• **GIVEN ENTRIES**
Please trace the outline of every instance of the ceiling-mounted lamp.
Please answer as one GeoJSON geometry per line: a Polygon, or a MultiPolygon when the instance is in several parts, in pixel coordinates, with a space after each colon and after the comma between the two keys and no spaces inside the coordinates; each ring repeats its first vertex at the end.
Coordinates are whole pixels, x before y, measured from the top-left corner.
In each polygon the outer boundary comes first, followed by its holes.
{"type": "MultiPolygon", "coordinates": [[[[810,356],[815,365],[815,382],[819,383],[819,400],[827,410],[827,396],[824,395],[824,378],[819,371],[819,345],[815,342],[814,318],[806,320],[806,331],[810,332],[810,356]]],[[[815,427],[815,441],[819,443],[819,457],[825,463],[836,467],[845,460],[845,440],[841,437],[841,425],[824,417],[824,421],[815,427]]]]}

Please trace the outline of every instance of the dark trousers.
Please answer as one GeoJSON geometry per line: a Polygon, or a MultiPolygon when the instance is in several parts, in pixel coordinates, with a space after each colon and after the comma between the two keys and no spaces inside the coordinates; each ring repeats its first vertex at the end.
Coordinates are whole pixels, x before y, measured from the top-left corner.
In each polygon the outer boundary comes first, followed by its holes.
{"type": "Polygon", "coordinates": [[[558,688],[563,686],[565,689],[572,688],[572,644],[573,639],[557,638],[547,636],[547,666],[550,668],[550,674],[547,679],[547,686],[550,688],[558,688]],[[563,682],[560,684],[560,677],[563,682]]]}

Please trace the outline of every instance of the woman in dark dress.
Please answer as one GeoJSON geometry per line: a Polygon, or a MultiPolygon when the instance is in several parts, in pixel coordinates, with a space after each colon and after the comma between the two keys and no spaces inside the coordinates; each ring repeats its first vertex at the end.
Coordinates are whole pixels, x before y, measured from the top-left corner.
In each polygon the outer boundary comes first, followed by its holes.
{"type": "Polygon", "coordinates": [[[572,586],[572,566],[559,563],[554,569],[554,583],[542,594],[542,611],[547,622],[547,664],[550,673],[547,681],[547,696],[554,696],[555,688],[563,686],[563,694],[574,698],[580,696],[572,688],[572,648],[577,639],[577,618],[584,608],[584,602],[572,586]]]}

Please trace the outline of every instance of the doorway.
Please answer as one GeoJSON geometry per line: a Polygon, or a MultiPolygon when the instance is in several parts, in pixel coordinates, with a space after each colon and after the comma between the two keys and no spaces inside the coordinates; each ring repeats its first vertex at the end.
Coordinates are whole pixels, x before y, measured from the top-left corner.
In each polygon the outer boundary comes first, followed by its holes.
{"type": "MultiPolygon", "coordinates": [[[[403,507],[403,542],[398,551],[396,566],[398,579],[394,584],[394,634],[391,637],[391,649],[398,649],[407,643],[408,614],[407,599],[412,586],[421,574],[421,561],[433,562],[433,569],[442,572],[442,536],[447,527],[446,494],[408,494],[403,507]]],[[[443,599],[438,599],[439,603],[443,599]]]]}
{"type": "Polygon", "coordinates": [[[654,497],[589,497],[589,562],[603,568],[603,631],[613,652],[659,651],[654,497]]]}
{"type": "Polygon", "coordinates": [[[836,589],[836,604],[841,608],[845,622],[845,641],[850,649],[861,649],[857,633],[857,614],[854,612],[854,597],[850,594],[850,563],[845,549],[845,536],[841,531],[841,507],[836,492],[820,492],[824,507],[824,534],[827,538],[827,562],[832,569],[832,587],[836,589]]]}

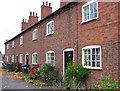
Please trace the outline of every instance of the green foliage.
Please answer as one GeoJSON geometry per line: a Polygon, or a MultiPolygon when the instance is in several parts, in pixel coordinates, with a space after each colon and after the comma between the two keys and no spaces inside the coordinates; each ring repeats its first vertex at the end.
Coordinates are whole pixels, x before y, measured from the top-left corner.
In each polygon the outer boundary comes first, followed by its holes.
{"type": "Polygon", "coordinates": [[[118,86],[118,81],[113,79],[112,81],[109,78],[103,77],[101,82],[94,84],[95,89],[120,89],[118,86]]]}
{"type": "Polygon", "coordinates": [[[12,63],[13,68],[12,71],[22,72],[22,64],[21,63],[12,63]]]}
{"type": "Polygon", "coordinates": [[[4,66],[2,66],[2,69],[8,69],[8,65],[5,64],[4,66]]]}
{"type": "Polygon", "coordinates": [[[39,74],[37,72],[37,68],[39,67],[39,64],[32,67],[29,71],[28,71],[28,79],[37,79],[39,77],[39,74]]]}
{"type": "Polygon", "coordinates": [[[52,64],[43,64],[38,68],[37,72],[40,74],[40,78],[43,82],[53,83],[57,81],[58,70],[52,64]]]}
{"type": "Polygon", "coordinates": [[[87,79],[89,74],[90,71],[80,65],[79,62],[69,63],[67,69],[65,69],[64,75],[67,88],[74,87],[78,89],[81,83],[84,83],[84,81],[87,79]]]}

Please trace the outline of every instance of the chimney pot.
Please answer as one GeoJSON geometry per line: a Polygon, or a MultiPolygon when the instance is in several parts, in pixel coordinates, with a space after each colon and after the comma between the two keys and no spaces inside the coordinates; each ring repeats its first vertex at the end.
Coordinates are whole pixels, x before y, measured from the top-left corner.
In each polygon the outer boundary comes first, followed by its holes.
{"type": "Polygon", "coordinates": [[[37,13],[36,13],[36,17],[37,17],[37,13]]]}
{"type": "Polygon", "coordinates": [[[30,12],[30,16],[32,16],[32,12],[30,12]]]}
{"type": "Polygon", "coordinates": [[[33,12],[33,16],[35,15],[35,12],[33,12]]]}
{"type": "Polygon", "coordinates": [[[44,1],[43,1],[43,5],[44,5],[44,1]]]}
{"type": "Polygon", "coordinates": [[[51,7],[51,3],[49,3],[49,7],[51,7]]]}
{"type": "Polygon", "coordinates": [[[46,1],[46,6],[48,6],[48,1],[46,1]]]}
{"type": "Polygon", "coordinates": [[[24,22],[24,19],[23,19],[23,22],[24,22]]]}

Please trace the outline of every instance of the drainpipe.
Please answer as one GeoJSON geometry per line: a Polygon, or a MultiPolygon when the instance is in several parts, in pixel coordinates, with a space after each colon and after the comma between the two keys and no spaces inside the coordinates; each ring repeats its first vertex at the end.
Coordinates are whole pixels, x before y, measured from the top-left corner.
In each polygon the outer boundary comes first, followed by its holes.
{"type": "Polygon", "coordinates": [[[76,4],[76,19],[77,19],[77,61],[78,61],[78,5],[77,4],[76,4]]]}

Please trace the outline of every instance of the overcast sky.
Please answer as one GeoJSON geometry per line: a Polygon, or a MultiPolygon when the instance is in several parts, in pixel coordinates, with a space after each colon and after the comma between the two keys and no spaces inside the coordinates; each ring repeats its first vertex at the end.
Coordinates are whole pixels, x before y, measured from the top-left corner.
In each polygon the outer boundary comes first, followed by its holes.
{"type": "Polygon", "coordinates": [[[22,19],[28,19],[30,11],[41,15],[43,1],[52,4],[53,11],[60,7],[60,0],[1,0],[0,1],[0,51],[5,53],[4,42],[21,32],[22,19]]]}

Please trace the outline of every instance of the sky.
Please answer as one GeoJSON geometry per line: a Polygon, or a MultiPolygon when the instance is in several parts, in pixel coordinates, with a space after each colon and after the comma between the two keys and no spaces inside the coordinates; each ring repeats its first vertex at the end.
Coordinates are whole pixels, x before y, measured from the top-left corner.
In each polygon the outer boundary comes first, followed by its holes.
{"type": "Polygon", "coordinates": [[[30,11],[41,15],[41,5],[48,1],[53,12],[60,7],[60,0],[1,0],[0,1],[0,51],[5,53],[4,43],[21,32],[22,19],[29,18],[30,11]]]}

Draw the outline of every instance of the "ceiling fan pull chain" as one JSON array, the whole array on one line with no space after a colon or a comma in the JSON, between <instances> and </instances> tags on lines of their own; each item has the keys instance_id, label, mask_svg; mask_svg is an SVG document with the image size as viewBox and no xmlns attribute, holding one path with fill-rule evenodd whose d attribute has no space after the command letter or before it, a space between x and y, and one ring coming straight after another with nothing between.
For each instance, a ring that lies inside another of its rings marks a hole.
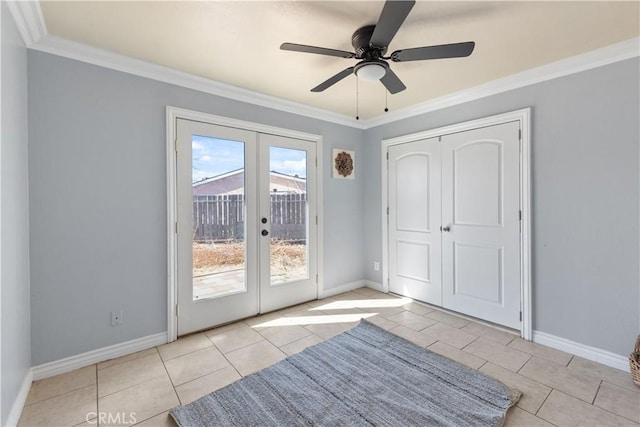
<instances>
[{"instance_id":1,"label":"ceiling fan pull chain","mask_svg":"<svg viewBox=\"0 0 640 427\"><path fill-rule=\"evenodd\" d=\"M384 90L384 112L389 112L389 104L387 96L389 95L389 91L387 89Z\"/></svg>"},{"instance_id":2,"label":"ceiling fan pull chain","mask_svg":"<svg viewBox=\"0 0 640 427\"><path fill-rule=\"evenodd\" d=\"M360 120L360 85L358 84L358 79L356 79L356 120Z\"/></svg>"}]
</instances>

• **PROMPT**
Rewrite the stretch from the line containing "Draw the outline" through the end of the records as a Markdown table with a Row column numbering each line and a Line column holding it, skipping blank lines. Leave the pictures out of your answer.

• **FULL RESPONSE**
| Row | Line |
|---|---|
| 1 | Draw the outline of every instance of the "ceiling fan pull chain" as one JSON array, the whole array on one line with no space after a colon or a comma in the JSON, between <instances> and </instances> tags on lines of their own; each item has the keys instance_id, label, mask_svg; mask_svg is an SVG document with the image size as viewBox and no xmlns attribute, holding one path with fill-rule evenodd whose d attribute has no space after the command letter or before it, a space between x and y, and one ring coming straight after another with nothing between. |
| 2 | For each instance, a ring that lies inside another of its rings marks a hole. |
| 3 | <instances> |
| 4 | [{"instance_id":1,"label":"ceiling fan pull chain","mask_svg":"<svg viewBox=\"0 0 640 427\"><path fill-rule=\"evenodd\" d=\"M384 90L384 112L389 112L389 104L387 96L389 95L389 91L387 89Z\"/></svg>"},{"instance_id":2,"label":"ceiling fan pull chain","mask_svg":"<svg viewBox=\"0 0 640 427\"><path fill-rule=\"evenodd\" d=\"M360 120L360 85L358 84L358 79L356 79L356 120Z\"/></svg>"}] |
| 5 | </instances> |